BEGIN

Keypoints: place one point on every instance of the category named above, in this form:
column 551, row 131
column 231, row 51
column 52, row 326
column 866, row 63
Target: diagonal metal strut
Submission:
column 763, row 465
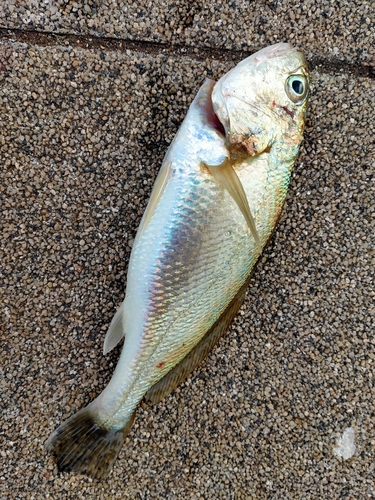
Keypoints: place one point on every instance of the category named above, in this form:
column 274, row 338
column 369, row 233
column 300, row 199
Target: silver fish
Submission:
column 213, row 207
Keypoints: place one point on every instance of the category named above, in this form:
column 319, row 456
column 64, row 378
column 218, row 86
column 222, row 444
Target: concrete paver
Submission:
column 340, row 30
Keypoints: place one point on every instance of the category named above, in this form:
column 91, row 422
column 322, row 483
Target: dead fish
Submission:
column 213, row 207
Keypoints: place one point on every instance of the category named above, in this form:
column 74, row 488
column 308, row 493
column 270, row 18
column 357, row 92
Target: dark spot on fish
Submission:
column 287, row 110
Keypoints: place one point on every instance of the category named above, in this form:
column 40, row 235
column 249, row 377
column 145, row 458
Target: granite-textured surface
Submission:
column 341, row 29
column 82, row 135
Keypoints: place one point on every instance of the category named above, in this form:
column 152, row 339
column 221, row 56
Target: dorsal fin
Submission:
column 185, row 367
column 115, row 331
column 162, row 178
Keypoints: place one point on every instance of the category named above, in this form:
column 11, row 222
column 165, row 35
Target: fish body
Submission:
column 214, row 205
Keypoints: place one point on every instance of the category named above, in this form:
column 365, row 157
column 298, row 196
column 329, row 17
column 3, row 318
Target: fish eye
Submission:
column 297, row 88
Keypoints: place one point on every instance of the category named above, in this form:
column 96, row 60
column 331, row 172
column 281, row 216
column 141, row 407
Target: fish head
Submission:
column 262, row 100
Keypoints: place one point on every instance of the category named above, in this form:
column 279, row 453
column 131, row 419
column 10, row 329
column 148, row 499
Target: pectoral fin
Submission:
column 115, row 331
column 157, row 191
column 225, row 175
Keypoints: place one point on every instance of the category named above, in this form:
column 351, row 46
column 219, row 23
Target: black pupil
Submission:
column 297, row 86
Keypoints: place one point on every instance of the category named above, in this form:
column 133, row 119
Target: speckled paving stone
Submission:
column 268, row 414
column 341, row 29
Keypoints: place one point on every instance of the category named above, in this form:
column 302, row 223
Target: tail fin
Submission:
column 81, row 445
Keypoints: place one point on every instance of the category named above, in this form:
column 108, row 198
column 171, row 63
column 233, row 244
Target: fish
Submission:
column 214, row 206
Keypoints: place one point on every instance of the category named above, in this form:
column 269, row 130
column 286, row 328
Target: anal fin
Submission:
column 187, row 365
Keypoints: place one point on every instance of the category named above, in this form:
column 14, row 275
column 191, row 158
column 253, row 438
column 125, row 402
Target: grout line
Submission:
column 325, row 65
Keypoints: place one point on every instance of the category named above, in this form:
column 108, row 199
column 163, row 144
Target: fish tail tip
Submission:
column 82, row 445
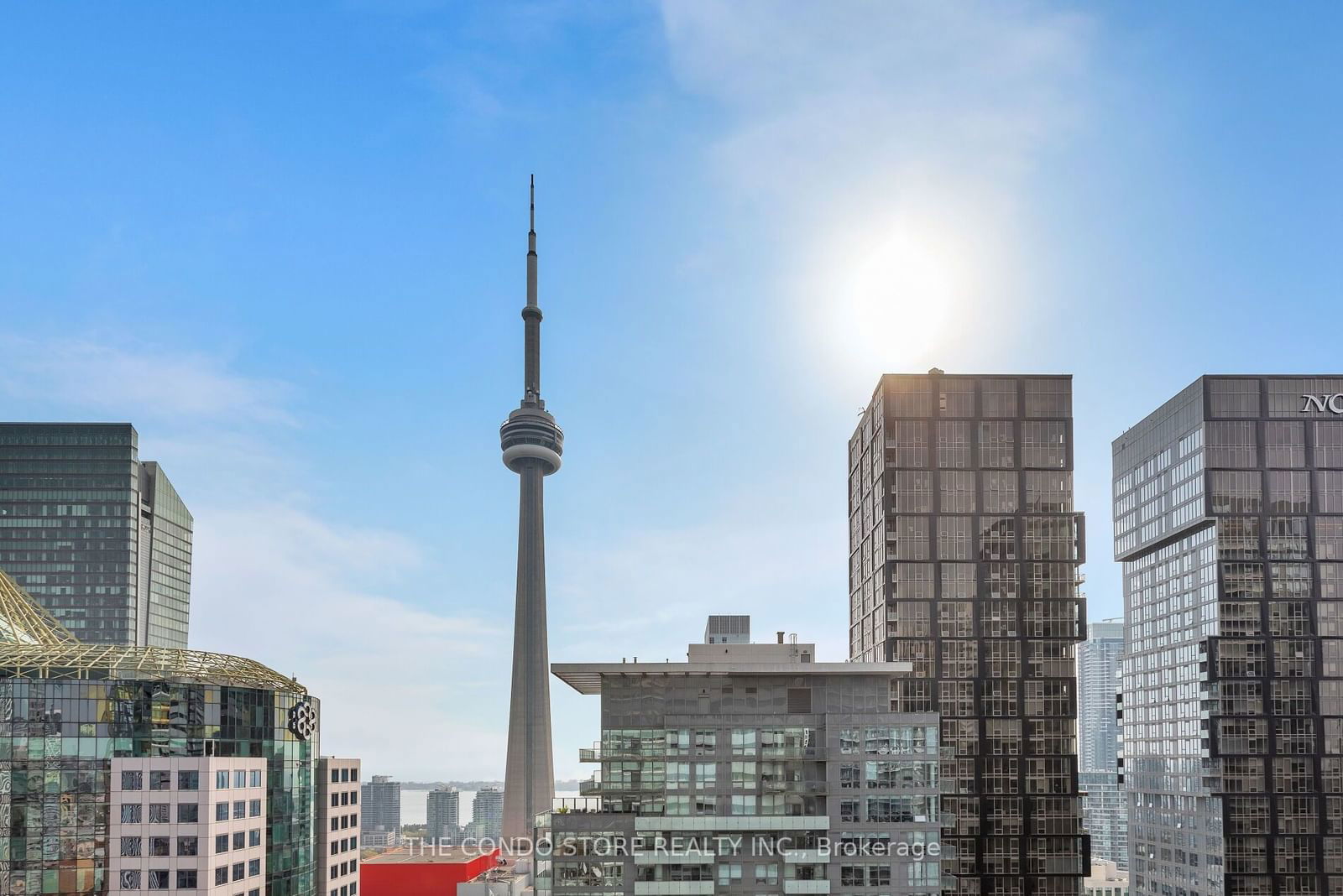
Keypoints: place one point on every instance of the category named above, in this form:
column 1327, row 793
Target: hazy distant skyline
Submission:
column 288, row 244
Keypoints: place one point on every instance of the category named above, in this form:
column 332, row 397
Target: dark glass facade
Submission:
column 57, row 741
column 1229, row 524
column 93, row 534
column 964, row 553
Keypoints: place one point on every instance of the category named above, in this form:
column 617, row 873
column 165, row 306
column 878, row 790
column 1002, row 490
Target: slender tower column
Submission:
column 532, row 445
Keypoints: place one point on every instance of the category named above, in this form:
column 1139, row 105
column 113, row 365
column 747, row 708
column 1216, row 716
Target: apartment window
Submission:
column 1044, row 445
column 958, row 492
column 1233, row 398
column 910, row 537
column 908, row 443
column 954, row 538
column 1231, row 443
column 1048, row 398
column 954, row 445
column 729, row 873
column 1284, row 443
column 1001, row 491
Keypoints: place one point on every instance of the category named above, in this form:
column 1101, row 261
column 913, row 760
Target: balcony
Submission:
column 673, row 887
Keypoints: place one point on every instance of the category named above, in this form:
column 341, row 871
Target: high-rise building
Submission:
column 337, row 826
column 532, row 445
column 488, row 813
column 1105, row 810
column 749, row 770
column 96, row 535
column 1229, row 526
column 380, row 817
column 443, row 815
column 964, row 551
column 129, row 768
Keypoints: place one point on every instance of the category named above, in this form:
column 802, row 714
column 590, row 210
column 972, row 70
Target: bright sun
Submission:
column 899, row 294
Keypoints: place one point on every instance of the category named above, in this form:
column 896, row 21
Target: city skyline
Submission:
column 295, row 273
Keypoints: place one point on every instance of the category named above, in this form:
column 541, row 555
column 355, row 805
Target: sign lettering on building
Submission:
column 1334, row 404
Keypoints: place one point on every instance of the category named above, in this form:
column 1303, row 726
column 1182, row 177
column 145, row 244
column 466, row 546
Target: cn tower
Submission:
column 532, row 445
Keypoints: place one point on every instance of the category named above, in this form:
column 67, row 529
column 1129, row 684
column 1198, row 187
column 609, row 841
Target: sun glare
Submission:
column 899, row 294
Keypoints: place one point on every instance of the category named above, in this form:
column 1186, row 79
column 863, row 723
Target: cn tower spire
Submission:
column 532, row 445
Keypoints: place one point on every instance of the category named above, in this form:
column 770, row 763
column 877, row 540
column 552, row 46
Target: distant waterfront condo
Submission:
column 488, row 813
column 129, row 768
column 96, row 535
column 964, row 562
column 443, row 808
column 1105, row 810
column 1229, row 526
column 382, row 813
column 532, row 445
column 750, row 770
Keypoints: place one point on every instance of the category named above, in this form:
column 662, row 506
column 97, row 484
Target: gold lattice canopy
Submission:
column 34, row 644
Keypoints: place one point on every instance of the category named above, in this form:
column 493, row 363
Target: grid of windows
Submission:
column 60, row 737
column 964, row 561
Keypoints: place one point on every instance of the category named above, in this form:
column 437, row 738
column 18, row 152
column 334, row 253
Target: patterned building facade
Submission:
column 964, row 553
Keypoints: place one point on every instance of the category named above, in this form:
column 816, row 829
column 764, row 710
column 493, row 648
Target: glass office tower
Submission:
column 964, row 561
column 1229, row 524
column 98, row 538
column 1105, row 810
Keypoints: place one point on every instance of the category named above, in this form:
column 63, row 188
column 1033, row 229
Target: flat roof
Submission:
column 586, row 678
column 441, row 855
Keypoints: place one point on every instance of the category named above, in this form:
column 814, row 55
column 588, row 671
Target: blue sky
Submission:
column 288, row 244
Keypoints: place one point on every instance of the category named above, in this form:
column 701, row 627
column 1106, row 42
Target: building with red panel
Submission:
column 423, row 873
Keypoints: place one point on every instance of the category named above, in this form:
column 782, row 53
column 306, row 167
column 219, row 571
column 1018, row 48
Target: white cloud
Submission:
column 891, row 143
column 96, row 378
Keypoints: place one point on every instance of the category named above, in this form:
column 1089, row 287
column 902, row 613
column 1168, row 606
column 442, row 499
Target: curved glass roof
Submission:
column 34, row 644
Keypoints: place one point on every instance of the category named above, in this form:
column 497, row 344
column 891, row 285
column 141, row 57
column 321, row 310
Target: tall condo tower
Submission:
column 964, row 553
column 532, row 445
column 1229, row 524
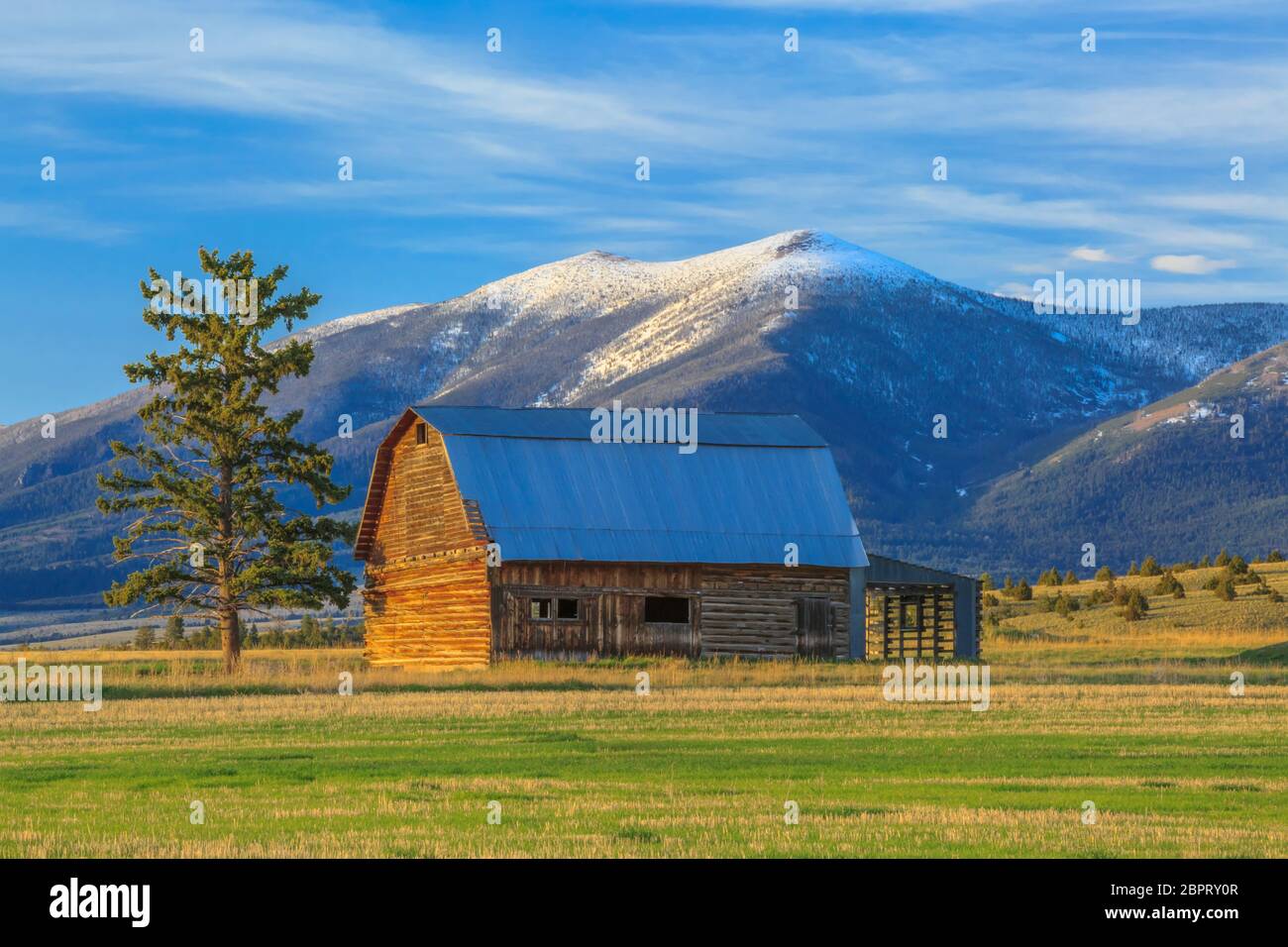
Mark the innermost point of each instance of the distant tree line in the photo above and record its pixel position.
(1234, 573)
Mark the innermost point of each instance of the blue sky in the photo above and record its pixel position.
(472, 165)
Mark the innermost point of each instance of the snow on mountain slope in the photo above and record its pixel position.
(874, 351)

END

- _Work task_: In your copy, please omit the pictures and print every line of the records exactly.

- _Response to this exercise_:
Keypoints: place one point on every instance of the category named above, in this form:
column 551, row 131
column 231, row 51
column 52, row 326
column 866, row 63
Target: diagonal metal strut
Submission:
column 763, row 465
Keypoints: place one point on every instance of the category named above, in this form:
column 274, row 338
column 369, row 233
column 300, row 199
Target: silver fish
Submission:
column 213, row 207
Keypoints: place one point on every instance of the category named above, in this form:
column 319, row 456
column 64, row 378
column 218, row 86
column 222, row 444
Target: concrete paver
Submission:
column 340, row 30
Keypoints: place one point on every instance of the category named above, in this form:
column 91, row 422
column 322, row 483
Target: dead fish
Submission:
column 213, row 207
Keypoints: place one point on every instance of the category named above, in this form:
column 74, row 488
column 308, row 493
column 270, row 18
column 357, row 92
Target: dark spot on fish
Submission:
column 287, row 110
Keypoints: place one point on every instance of the category named above, in this form:
column 40, row 235
column 249, row 377
column 145, row 458
Target: granite-textured surface
Submission:
column 341, row 29
column 82, row 135
Keypoints: place one point on every instance of the category named above, in this form:
column 152, row 339
column 221, row 56
Target: dorsal fin
Submission:
column 185, row 367
column 115, row 331
column 162, row 178
Keypoints: place one point on every instance of the category named above, in this form:
column 11, row 222
column 165, row 35
Target: fish body
Submission:
column 214, row 205
Keypoints: place one point on every instance of the category named above, in this form:
column 365, row 157
column 298, row 196
column 329, row 17
column 3, row 318
Target: fish eye
Submission:
column 297, row 88
Keypoints: place one point on every instance of the category named above, in this form:
column 96, row 60
column 331, row 172
column 281, row 216
column 141, row 407
Target: fish head
Submission:
column 262, row 100
Keypoints: place one point on every instance of the category named above, in this form:
column 279, row 453
column 131, row 419
column 10, row 329
column 148, row 499
Target: pectoral fin
Submission:
column 115, row 331
column 157, row 191
column 225, row 175
Keypoints: place one point on every instance of the category named above, in this form:
column 351, row 46
column 219, row 23
Target: black pupil
Submission:
column 297, row 86
Keypoints: place one point on every instance of the category named above, in this form:
column 133, row 119
Target: speckled paving stone
Submission:
column 268, row 414
column 341, row 29
Keypoints: place one point on every instance of the category named above, in this form:
column 302, row 223
Target: tail fin
Submission:
column 81, row 445
Keypoints: place one point on every instance of the category named above, in this form:
column 108, row 198
column 171, row 63
column 233, row 244
Target: fish
Submission:
column 214, row 206
Keypoints: place one point on every instance of the category named above, in this form:
column 269, row 130
column 286, row 328
Target: anal fin
Submission:
column 187, row 365
Keypoints: place one point on every instance of the category named above, in this form:
column 14, row 275
column 191, row 158
column 253, row 438
column 125, row 402
Target: grout line
Submission:
column 325, row 65
Keypoints: place one point on every instance of the category named above, in this form:
column 108, row 199
column 163, row 144
Target: fish tail tip
Submission:
column 82, row 445
Keypoints: place one point on every instance of the category named above, in this form:
column 1327, row 793
Target: hazy distant skyline
Submission:
column 288, row 244
Keypoints: place one point on every instance of the category named above, in this form:
column 332, row 397
Target: dark glass facade
Submission:
column 57, row 741
column 1229, row 524
column 93, row 534
column 964, row 553
Keypoints: place one point on every instance of the category named above, in this form:
column 617, row 873
column 165, row 306
column 878, row 790
column 1002, row 490
Target: slender tower column
Submission:
column 532, row 445
Keypoints: place one point on every instance of the category named above, in this form:
column 1139, row 105
column 113, row 365
column 747, row 708
column 1216, row 716
Target: apartment window
Submission:
column 1044, row 445
column 958, row 492
column 1233, row 398
column 910, row 537
column 908, row 443
column 954, row 538
column 1231, row 443
column 1048, row 398
column 954, row 445
column 729, row 873
column 1284, row 443
column 1001, row 491
Keypoints: place one point on every instance of the category named above, in this form:
column 1101, row 261
column 913, row 760
Target: balcony
Submission:
column 673, row 887
Keypoints: place one point on every instance of the category named above, in this form:
column 341, row 871
Target: high-rise building
Submission:
column 337, row 826
column 532, row 445
column 488, row 813
column 1105, row 810
column 749, row 770
column 96, row 535
column 1229, row 526
column 380, row 817
column 443, row 815
column 964, row 551
column 129, row 768
Keypoints: place one point on every instance of the category named above, in this form:
column 802, row 714
column 590, row 210
column 972, row 70
Target: bright sun
Submission:
column 899, row 294
Keypoints: place one point on every instance of the category named above, in this form:
column 896, row 21
Target: city skyline
Submission:
column 295, row 273
Keypoints: place one point on every instance of the category named above, in this form:
column 541, row 555
column 355, row 805
Target: sign lettering on building
Submission:
column 1334, row 404
Keypoints: place one point on every instance of the category named above, in this form:
column 1303, row 726
column 1182, row 177
column 145, row 244
column 466, row 546
Target: cn tower
Submission:
column 532, row 445
Keypoints: place one point on every instance of the category named above, in this form:
column 67, row 529
column 1129, row 684
column 1198, row 187
column 609, row 841
Target: sun glare
Submission:
column 899, row 294
Keypoints: place one point on every instance of the category named above, in this form:
column 1186, row 79
column 863, row 723
Target: cn tower spire
Submission:
column 532, row 445
Keypoints: place one point on every instance of the category named above, in this form:
column 770, row 763
column 877, row 540
column 552, row 46
Target: distant waterfront condo
Submission:
column 488, row 813
column 129, row 768
column 96, row 535
column 964, row 562
column 443, row 808
column 1105, row 810
column 1229, row 526
column 382, row 813
column 532, row 445
column 750, row 770
Keypoints: place one point on every instance of the category named above, in this form:
column 662, row 506
column 97, row 484
Target: gold lattice canopy
Submission:
column 34, row 644
Keypoints: place one point on every instance of the category named above, in this form:
column 493, row 363
Target: grid of windows
Submission:
column 60, row 737
column 964, row 561
Keypoints: place one point on every instance of the category named above, in this form:
column 437, row 738
column 18, row 152
column 334, row 253
Target: patterned building facade
Submission:
column 964, row 553
Keypoints: place one point on every instance of the category named above, in this form:
column 816, row 829
column 764, row 710
column 493, row 648
Target: glass office tower
Submission:
column 964, row 561
column 1229, row 524
column 98, row 538
column 1105, row 810
Keypoints: place one point on every instance of the category named above, in this form:
column 63, row 188
column 1033, row 229
Target: flat roof
Submission:
column 586, row 678
column 441, row 855
Keypoints: place one point on every instance of the category named above, in this form:
column 814, row 55
column 588, row 671
Target: blue sky
Submission:
column 288, row 244
Keypoints: place one point on every instance of the category named above, in this form:
column 701, row 627
column 1106, row 42
Target: building with red panel
Submission:
column 423, row 873
Keypoints: place one point on every instance of the category named above, in this form:
column 782, row 53
column 306, row 167
column 219, row 571
column 1018, row 48
Target: white cloud
Submission:
column 891, row 143
column 96, row 378
Keypoints: place one point on every instance of the category named above, in this form:
column 1089, row 287
column 902, row 613
column 1168, row 606
column 442, row 499
Target: curved glass roof
Submission:
column 34, row 644
Keypoints: place one point on every instance of the category named above, in this form:
column 497, row 344
column 891, row 285
column 141, row 57
column 321, row 310
Target: tall condo tower
Submission:
column 964, row 553
column 532, row 445
column 1229, row 524
Mark the innermost point of each instance of the distant tree line in the photo above and record its pixel position.
(1234, 573)
Mark the innermost point of each instance of the blue sky in the photo above and record its pixel position.
(472, 165)
Mark the innermost point of each instance of the snow on mountain slope in the photo above and record its pixel position.
(874, 351)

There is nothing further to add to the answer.